(WHAT THE EXERCISE ASKS): Rescale the lines starting at the beginning of the records and ending at the line that contains "35,24,38,26", both ends included. Repeat each of them in full, requests too, with every bounding-box coordinate multiplied by 1.8 and rounded to a whole number (halves round up), and leave out the pictures.

══ RECORDED DATA

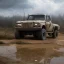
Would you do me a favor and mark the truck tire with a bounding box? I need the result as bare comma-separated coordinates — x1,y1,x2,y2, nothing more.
52,30,58,38
15,31,21,39
39,28,46,40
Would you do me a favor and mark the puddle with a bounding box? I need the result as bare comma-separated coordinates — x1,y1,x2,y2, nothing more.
0,45,64,64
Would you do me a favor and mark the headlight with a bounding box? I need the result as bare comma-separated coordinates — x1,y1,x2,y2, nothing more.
35,24,38,26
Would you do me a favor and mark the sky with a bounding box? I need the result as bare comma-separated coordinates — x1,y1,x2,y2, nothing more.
0,0,64,16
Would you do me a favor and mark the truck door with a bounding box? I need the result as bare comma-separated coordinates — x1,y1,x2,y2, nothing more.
45,15,53,31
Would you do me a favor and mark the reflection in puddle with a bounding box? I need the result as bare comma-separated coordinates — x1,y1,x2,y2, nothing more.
50,57,64,64
0,46,17,60
0,45,64,64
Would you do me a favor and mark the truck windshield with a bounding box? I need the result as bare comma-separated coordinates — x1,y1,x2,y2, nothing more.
28,15,45,20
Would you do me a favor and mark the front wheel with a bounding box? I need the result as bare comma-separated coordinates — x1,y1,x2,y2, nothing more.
39,28,46,40
52,30,58,38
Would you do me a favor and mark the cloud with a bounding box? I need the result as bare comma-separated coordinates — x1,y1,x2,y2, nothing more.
0,0,64,16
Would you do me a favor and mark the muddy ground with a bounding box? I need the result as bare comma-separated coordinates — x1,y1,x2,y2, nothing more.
0,34,64,64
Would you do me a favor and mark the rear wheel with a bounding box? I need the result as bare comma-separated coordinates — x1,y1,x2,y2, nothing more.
15,31,24,39
38,28,46,40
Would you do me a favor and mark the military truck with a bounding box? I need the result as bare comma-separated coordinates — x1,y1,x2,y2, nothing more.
15,14,60,40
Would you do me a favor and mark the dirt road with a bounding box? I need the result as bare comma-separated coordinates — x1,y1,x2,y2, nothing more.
0,34,64,64
0,34,64,45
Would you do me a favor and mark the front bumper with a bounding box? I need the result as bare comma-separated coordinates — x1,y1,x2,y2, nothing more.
15,27,42,31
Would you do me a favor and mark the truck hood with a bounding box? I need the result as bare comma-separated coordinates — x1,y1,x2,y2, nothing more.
16,20,45,23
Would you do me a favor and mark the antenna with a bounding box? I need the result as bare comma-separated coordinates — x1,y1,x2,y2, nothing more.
23,8,25,20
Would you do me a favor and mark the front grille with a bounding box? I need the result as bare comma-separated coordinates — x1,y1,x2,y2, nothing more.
22,23,33,28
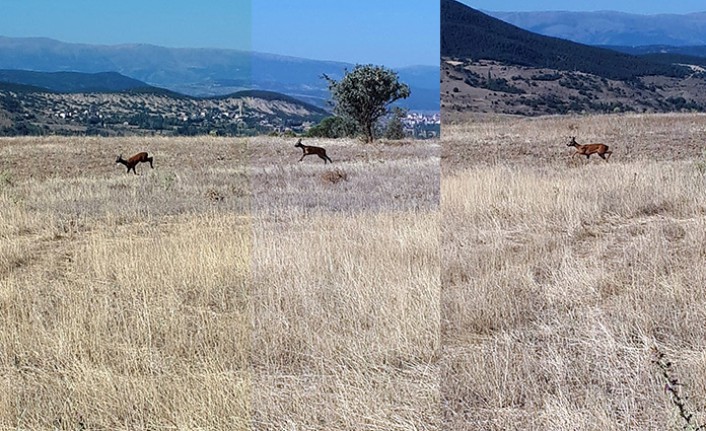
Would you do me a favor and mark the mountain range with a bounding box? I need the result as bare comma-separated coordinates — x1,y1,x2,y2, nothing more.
441,0,706,119
483,9,706,46
0,37,439,112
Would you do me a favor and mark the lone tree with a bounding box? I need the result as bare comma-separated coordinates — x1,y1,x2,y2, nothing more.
323,64,410,143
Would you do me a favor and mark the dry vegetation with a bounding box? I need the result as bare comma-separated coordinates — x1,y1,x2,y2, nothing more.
0,137,440,430
441,114,706,430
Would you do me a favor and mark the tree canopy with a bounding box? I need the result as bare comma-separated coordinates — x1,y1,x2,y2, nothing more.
323,65,410,143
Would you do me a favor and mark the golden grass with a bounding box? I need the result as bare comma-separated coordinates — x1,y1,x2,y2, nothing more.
441,115,706,430
0,137,440,430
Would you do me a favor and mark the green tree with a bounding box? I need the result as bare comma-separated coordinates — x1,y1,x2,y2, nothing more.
323,64,410,143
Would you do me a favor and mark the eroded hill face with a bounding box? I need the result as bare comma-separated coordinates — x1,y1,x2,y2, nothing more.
441,58,706,118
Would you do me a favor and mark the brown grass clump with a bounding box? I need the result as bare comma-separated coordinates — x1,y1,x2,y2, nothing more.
441,115,706,430
0,137,440,430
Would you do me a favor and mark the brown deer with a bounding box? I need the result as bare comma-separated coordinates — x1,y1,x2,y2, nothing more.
294,139,333,165
115,151,154,175
566,136,613,162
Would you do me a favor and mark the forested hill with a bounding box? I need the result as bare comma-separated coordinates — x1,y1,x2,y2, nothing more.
441,0,690,80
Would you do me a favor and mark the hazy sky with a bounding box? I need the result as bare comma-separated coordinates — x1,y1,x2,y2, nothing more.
0,0,439,67
460,0,706,15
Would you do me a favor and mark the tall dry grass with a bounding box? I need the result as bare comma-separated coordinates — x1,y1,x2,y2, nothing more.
441,115,706,430
0,137,440,430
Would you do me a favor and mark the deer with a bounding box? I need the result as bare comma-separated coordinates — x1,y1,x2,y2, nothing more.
566,136,613,162
294,139,333,165
115,151,154,175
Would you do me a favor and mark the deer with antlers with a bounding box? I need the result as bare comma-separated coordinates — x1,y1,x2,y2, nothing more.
115,151,154,175
566,136,613,162
294,139,333,165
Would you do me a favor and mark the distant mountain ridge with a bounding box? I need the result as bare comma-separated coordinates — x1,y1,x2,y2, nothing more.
0,36,439,112
0,70,330,136
441,0,706,116
441,0,688,79
483,9,706,46
0,69,161,93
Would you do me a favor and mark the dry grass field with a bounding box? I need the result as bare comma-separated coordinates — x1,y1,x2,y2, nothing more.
440,114,706,431
0,137,441,430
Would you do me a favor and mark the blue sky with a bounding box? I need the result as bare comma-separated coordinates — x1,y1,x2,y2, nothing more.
460,0,706,15
0,0,439,67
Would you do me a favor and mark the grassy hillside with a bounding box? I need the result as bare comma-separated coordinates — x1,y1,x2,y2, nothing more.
441,115,706,430
0,137,440,430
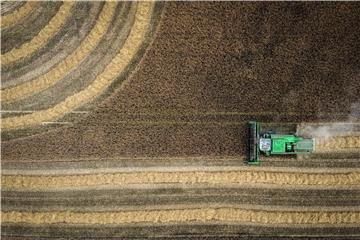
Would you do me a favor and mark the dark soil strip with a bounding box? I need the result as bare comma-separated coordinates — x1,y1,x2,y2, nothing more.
1,188,360,211
1,224,360,239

════

(FINAL RESULT):
Would you do me a favor and mark the truck tire with a bounding box? I need the result as bare comma-separated coordinates — x1,y1,x2,y2, nothing more.
94,54,104,68
27,56,38,70
70,50,83,72
Would you do me a favor and mark the puddle with a bounding box? I need the result as bare comma-separated coordinates — x1,y1,x2,y2, nothing more.
0,81,115,115
Would you do me a favor and mark the headlight with a bounding box? I need the result as bare comma-separated coordinates — x1,y1,x2,y2, nothing more.
63,43,68,47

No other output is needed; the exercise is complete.